» **YOUR TASK**:
I need each line of the entries below that includes the string "target".

» **MATERIAL FOR THIS TASK**:
--------------------------------

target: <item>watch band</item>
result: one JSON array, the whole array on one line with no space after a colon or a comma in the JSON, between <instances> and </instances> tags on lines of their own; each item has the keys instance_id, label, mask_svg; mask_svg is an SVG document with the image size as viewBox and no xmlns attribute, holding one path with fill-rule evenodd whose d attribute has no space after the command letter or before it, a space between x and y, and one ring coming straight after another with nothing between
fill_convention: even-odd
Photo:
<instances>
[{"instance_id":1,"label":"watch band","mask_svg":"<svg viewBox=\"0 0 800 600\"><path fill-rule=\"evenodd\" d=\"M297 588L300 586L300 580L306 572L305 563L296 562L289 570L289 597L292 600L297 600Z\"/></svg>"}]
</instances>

--------------------------------

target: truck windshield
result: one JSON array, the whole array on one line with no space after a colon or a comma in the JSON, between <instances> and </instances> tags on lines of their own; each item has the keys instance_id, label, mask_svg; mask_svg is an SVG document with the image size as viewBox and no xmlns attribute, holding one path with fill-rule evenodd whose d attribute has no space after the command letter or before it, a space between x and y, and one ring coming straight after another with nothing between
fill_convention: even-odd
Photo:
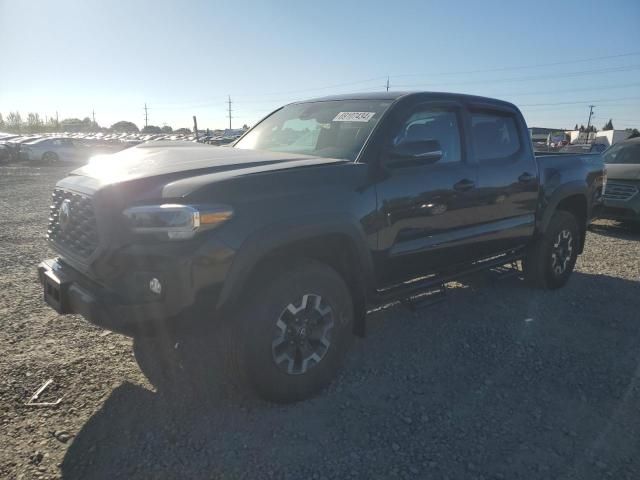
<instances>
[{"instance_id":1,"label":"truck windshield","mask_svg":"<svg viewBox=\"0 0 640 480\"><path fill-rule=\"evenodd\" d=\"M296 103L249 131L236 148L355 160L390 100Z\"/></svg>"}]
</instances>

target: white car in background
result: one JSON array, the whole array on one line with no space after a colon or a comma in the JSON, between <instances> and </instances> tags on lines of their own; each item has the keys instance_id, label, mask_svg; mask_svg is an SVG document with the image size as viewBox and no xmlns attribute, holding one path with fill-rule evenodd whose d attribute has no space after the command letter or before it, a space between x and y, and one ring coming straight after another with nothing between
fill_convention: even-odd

--------------------------------

» **EXERCISE RESPONSE**:
target: <item>watch band</item>
target: truck windshield
target: white car in background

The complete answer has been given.